* REQUIRED WORK
Locate each line in the rows below that contains the word "browned" and copy those lines out.

(Dataset rows on where objects appear)
▬▬▬▬▬▬▬▬▬▬
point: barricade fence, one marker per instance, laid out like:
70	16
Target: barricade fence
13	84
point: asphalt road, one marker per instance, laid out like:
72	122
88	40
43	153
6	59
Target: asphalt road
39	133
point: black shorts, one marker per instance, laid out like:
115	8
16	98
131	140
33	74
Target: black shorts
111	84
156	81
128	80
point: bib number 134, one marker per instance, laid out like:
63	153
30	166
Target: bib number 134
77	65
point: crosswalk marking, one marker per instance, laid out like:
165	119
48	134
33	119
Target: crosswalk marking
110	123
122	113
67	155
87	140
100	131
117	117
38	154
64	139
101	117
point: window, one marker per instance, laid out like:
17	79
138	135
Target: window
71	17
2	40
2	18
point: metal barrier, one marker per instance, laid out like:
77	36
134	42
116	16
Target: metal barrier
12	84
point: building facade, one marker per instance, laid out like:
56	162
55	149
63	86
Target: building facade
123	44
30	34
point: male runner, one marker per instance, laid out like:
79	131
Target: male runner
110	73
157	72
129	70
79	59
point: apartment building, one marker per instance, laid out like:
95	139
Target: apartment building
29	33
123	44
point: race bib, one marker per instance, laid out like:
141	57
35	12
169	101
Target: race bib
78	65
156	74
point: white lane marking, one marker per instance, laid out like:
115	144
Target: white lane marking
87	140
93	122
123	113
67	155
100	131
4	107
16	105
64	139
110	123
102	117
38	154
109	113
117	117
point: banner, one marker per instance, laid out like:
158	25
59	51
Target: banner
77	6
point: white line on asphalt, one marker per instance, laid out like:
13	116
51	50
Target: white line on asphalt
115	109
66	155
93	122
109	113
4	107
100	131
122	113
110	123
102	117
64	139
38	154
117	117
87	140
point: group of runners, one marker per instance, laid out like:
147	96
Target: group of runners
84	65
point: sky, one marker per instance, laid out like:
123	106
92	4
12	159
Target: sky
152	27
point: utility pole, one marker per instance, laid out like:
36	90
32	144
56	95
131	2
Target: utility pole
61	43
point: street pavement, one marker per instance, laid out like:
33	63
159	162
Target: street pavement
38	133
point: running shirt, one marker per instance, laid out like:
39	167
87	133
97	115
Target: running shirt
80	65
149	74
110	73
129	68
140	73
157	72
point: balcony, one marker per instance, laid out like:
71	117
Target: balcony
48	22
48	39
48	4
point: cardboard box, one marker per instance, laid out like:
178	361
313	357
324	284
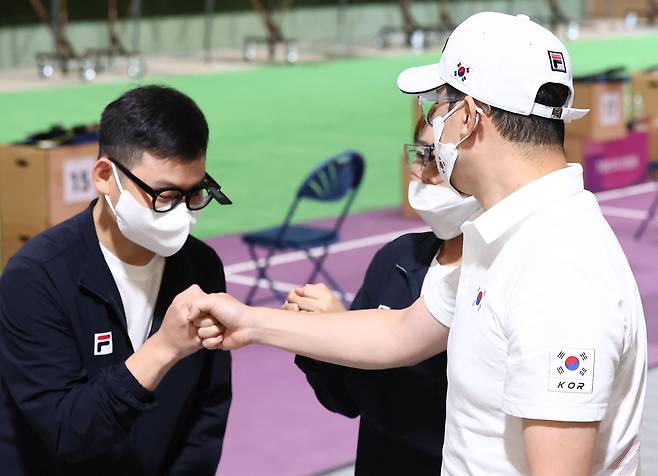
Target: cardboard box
▬▬▬▬▬▬▬▬▬▬
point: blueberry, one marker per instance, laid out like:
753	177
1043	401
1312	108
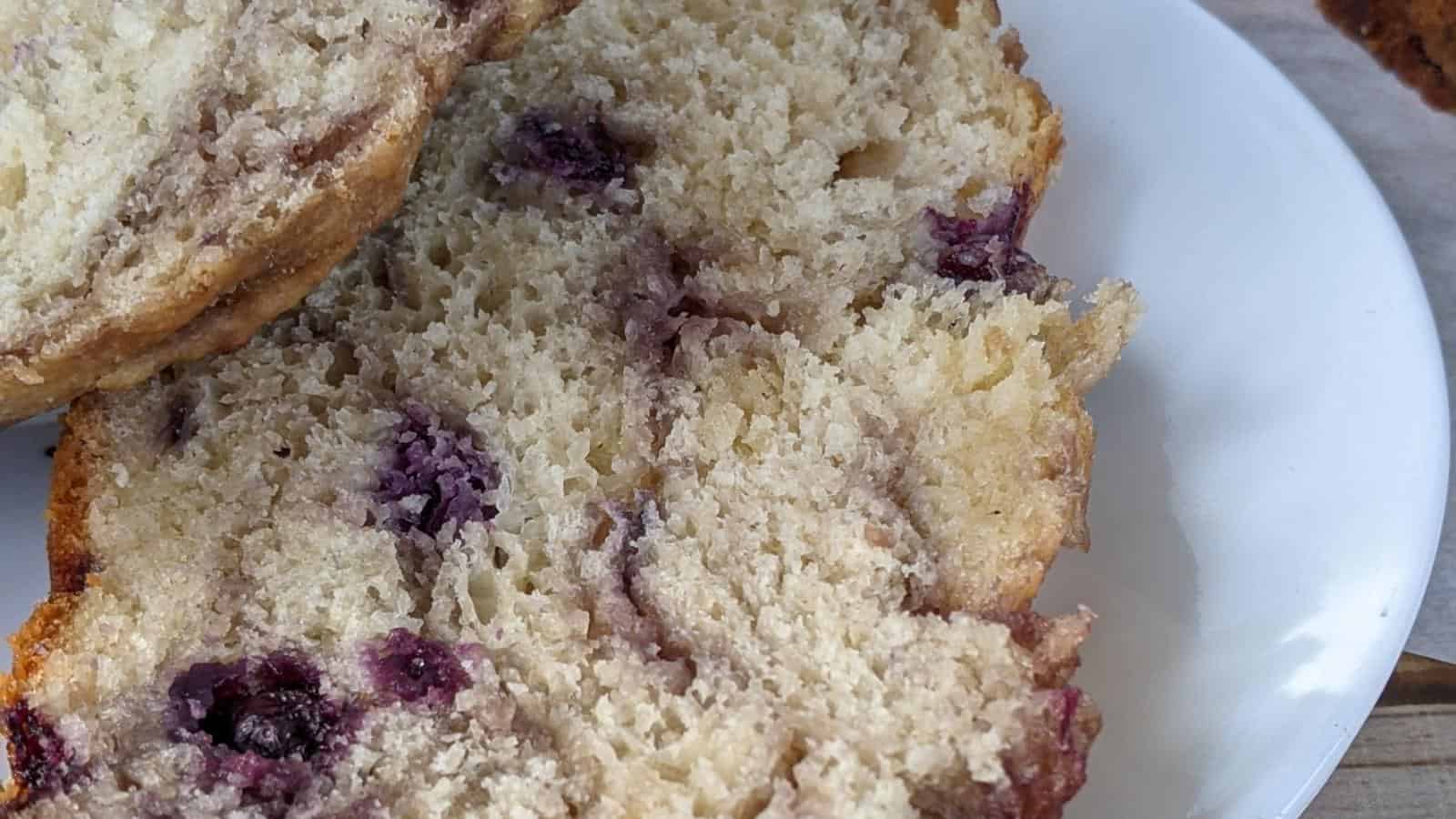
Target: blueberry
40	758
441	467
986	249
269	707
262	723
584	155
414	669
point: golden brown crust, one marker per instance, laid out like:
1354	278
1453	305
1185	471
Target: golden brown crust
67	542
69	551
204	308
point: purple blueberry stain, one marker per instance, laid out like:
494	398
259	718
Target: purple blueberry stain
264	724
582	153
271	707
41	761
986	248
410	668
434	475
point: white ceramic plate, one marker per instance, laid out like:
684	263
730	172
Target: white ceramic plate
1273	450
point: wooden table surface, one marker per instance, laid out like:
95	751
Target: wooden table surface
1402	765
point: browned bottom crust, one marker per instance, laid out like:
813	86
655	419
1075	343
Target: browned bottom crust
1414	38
▬▬▬▬▬▬▬▬▬▬
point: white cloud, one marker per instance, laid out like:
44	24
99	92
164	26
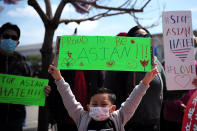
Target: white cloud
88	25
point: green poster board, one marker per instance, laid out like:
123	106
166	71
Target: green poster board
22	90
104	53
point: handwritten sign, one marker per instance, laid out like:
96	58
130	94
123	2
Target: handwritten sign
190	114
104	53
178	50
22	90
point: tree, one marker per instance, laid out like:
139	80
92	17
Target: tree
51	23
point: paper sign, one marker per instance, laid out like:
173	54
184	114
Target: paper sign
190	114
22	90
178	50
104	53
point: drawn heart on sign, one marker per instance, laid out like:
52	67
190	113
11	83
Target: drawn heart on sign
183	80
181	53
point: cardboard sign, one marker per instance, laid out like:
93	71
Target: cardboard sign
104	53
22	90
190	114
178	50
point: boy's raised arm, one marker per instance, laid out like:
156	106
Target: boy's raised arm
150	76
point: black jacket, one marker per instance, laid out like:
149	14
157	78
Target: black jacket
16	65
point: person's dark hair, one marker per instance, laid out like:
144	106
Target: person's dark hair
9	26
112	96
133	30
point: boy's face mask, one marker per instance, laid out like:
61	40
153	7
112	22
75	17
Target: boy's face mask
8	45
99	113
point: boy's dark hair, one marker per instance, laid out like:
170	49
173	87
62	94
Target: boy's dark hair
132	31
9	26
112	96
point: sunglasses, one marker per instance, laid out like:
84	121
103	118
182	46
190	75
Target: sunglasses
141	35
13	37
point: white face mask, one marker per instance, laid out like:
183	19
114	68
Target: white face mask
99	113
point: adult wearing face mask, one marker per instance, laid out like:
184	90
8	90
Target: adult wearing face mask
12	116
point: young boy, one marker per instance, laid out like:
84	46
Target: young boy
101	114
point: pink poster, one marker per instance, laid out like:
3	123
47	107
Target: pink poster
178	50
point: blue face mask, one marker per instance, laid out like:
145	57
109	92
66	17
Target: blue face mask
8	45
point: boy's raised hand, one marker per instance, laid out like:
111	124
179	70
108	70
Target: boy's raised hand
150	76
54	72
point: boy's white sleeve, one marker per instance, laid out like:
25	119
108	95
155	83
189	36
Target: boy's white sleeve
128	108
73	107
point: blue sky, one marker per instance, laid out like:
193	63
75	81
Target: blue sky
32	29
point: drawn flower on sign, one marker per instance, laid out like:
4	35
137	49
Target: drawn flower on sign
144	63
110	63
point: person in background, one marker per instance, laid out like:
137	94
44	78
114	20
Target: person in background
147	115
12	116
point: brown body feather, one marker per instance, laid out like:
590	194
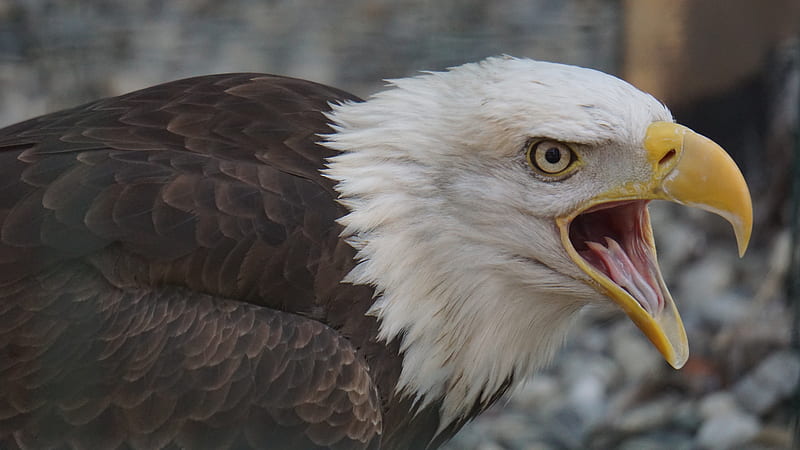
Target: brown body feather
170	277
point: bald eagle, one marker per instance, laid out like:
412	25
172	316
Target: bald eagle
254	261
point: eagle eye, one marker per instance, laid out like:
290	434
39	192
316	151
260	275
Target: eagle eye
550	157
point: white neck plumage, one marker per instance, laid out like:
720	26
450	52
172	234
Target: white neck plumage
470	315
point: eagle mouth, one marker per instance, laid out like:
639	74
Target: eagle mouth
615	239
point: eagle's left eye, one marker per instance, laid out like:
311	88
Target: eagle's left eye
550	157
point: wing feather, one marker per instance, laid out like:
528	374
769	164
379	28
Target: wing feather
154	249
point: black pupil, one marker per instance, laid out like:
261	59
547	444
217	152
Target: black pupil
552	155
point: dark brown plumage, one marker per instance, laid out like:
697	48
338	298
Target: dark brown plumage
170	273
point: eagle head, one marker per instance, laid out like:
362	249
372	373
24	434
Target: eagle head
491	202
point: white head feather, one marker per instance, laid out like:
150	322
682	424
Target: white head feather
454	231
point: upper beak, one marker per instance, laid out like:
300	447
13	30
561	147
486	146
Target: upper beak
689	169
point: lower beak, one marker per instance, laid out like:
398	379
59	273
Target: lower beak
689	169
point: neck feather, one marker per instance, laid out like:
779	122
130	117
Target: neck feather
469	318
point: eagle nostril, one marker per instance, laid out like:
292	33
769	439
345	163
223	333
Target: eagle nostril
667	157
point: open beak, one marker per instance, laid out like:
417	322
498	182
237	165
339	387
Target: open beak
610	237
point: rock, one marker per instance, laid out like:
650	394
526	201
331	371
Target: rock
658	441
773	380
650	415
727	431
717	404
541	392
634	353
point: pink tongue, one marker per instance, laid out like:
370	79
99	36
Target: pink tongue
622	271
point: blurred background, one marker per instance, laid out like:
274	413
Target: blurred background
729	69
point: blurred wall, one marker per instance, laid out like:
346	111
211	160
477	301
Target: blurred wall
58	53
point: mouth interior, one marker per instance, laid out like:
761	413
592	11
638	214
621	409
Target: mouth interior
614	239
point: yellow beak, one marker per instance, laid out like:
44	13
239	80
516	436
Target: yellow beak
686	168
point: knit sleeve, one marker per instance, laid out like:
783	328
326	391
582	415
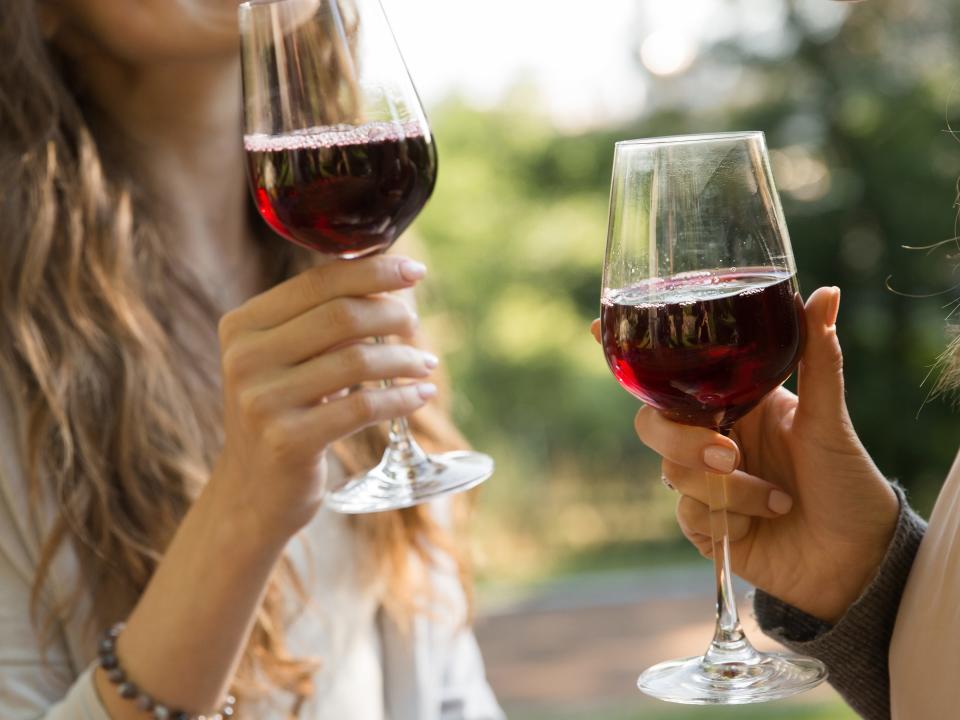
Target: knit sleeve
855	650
▬▬▬▬▬▬▬▬▬▬
* TASK RESPONSE
point: browned bottom crust, one marker per instance, laid out like:
Target: browned bottom crust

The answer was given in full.